* _Tasks for this exercise_
(1) Answer these questions from the study text on self-reported cognition:
(a) What percentage of the variance in general cognitive concerns did the final multivariate model explain?
(b) Which demographic variable was the one exception that predicted self-reported cognition 2 years later?
(c) What does the abbreviation PSS stand for?
(2) Translate this sentence from the study text on self-reported cognition into Spanish: "Fatigue (beta = −.52, p <.0001) and anxiety (beta = −.17, p =.003) were statistically significant predictors of general cognitive concerns."

Correlations Between Cognitive Function and Potential Predictor Variables

As shown in Table 2, for general cognitive concerns there was a small, negative correlation with sleep disturbance (r = −.29) and EDSS (-.17); a medium, negative correlation with sleep-related impairment (r = −.43), pain (r = −.44) and perceived stress (r = −.46); and a strong, negative correlation with fatigue(r = −.63), depression (r = −.51) and anxiety (r = −.5). For perceived executive functioning there was a small, negative correlation with sleep disturbance (r = −.27); a medium, negative correlation with sleep-related impairment (r = −.39), pain (r = −.37), perceived stress (r = −.49) and anxiety (r = −.47); and a strong, negative correlation with depression (r = −.54) and fatigue (r = −.59). All but two of the correlations were statistically significant. Therefore only those that were not significant are marked in Table 2.

Table 2.

. Correlates of Self-Reported Cognition

1 2 3 4 5 6 7 8 9 10
1. General Cognition -
2. Executive Functioning .74 -
3. MFIS -.63 -.59 -
4. PHQ-9 -.51 -.54 .71 -
5. PSS -.46 -.49 .57 .69 -
6. PROMIS Anxiety -.5 -.47 .55 .64 69 -
7. PROMIS Pain -.44 -.37 .62 .52 .41 .43 -
8. PROMIS Sleep-related
 Impairment
−.43 −.39 .53 .58 .46 .47 .42 -
9. PROMIS Sleep Disturbance −.29 −.27 .36 .54 .4 .45 .33 .65 -
10. EDSS (T8) −.17 −.21 .43 .19 .22 .1 .27 .06* −.004* -
*

ns

Abbreviations: MFIS, Modified Fatigue Impact Scale; PHQ-9, Patient Health Questionnaire; PSS, Perceived Stress Scale

Regression

Fifteen univariate linear regression models were used to identify significant predictors of (1) general cognitive concerns, then (2) executive difficulties. The potential demographic predictors included: age, gender, education, ethnicity, duration of MS symptoms, MS-type, and EDSS. None of these demographic variables, measured at baseline, predicted self-reported general cognitive concerns or executive difficulties 2 years later, except EDSS. Conversely all considered psychosocial variables (fatigue, depression, anxiety, perceived stress, wakefulness, sleep disturbance and pain) independently and significantly predicted perceived cognition in the univariate analyses. All the significant univariate predictors were forced in a single-step multiple regression. Because the demographic variables did not significantly predict perceived cognition (neither general cognitive concerns nor executive function) they were not controlled for in the multiple linear regression models.

The final multivariate model explained 45% of the variance in general cognitive concerns, R2 = .447, F (8, 389) = 39.23, p < .0001. Fatigue (beta = −.52, p <.0001) and anxiety (beta = −.17, p =.003) were statistically significant predictors of general cognitive concerns. Sleep-related impairment (p = .059) and EDSS (p = .056) just missed statistical significance in predicting NeuroQOL-GC. Similarly, the final multivariate model with the executive function as an outcome variable predicted 41% of the variance in perceived executive functioning scores, R2 = .407, F (7, 389) = 33.39, p < .0001. Fatigue (beta = −.41, p < .0001) and perceived stress (beta = −.12, p = .049) significantly predicted self-reported executive functioning (Table 3). Depression just missed statistical significance (p = .056) in predicting NeuroQOL-EF.

* _Data provided_

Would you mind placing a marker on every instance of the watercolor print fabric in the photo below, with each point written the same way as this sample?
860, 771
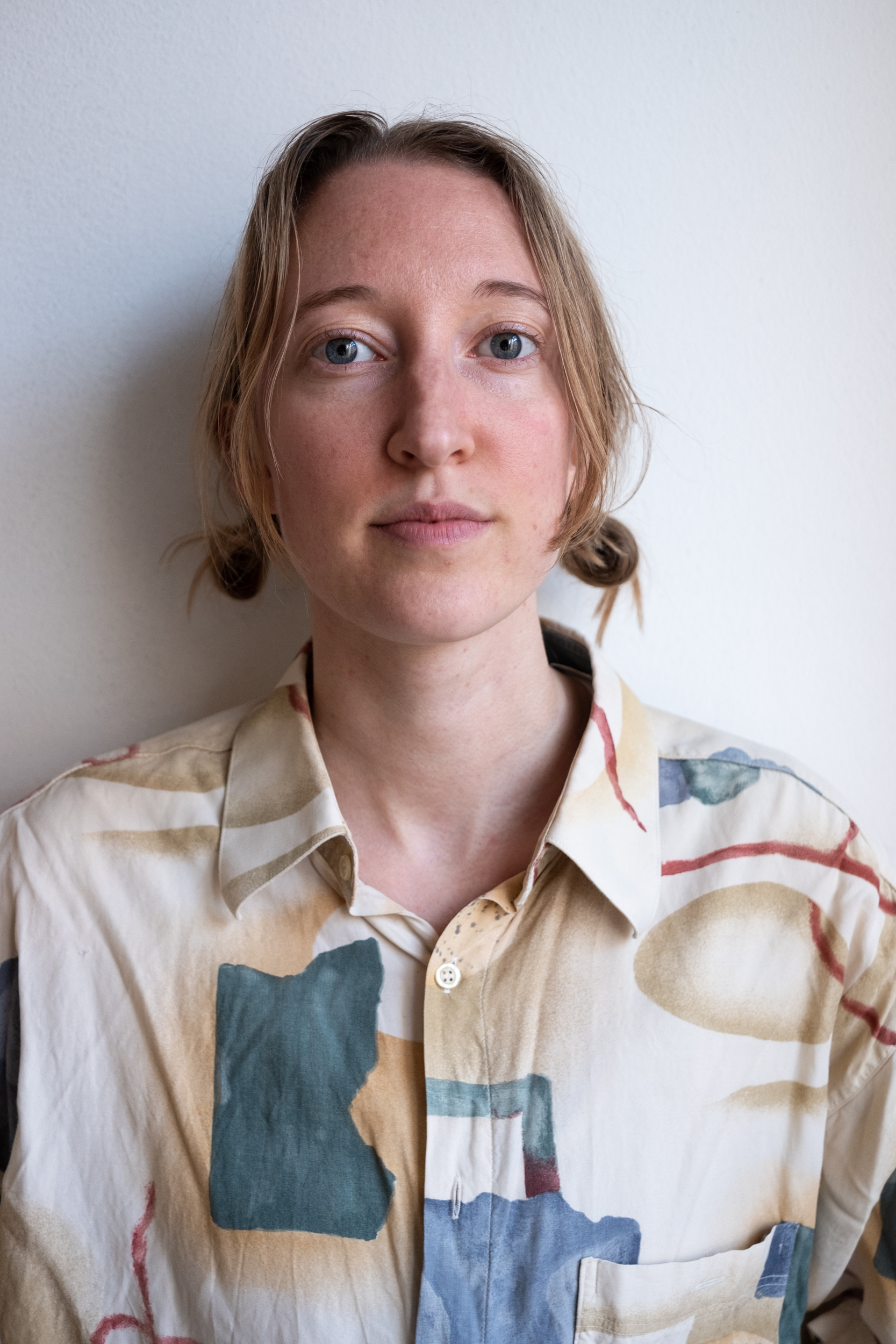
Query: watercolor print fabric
640, 1092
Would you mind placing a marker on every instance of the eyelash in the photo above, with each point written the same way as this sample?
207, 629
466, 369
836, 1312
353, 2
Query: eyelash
511, 327
348, 334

* _Written responses_
(1)
(a) 45% (R2 = .447)
(b) EDSS
(c) Perceived Stress Scale

(2) La fatiga (beta = −.52, p <.0001) y la ansiedad (beta = −.17, p =.003) fueron predictores estadísticamente significativos de las preocupaciones cognitivas generales.